What to do
Can you format every entry below as a two-column CSV with the headers input and output, giving one row per entry, with its text under input and its answer under output? Put each field in double quotes and replace its line breaks with spaces.

┌────────

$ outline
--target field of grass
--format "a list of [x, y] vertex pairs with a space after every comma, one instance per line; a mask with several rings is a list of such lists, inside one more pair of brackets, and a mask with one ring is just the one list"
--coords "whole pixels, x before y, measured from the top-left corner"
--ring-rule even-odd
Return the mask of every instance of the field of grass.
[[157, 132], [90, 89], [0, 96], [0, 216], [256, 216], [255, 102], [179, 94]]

└────────

Finished task
input,output
"$ outline --target field of grass --format ""a list of [x, y] vertex pairs with a space after every comma, one instance per line; a mask with several rings is a list of such lists, inside one more pair of brackets, and a mask with one ring is just the one list"" --coords ""whole pixels, x before y, measured from the top-left corner"" --ring-rule even-odd Return the mask of every instance of the field of grass.","[[157, 132], [90, 89], [0, 96], [0, 216], [256, 216], [255, 102], [179, 94]]"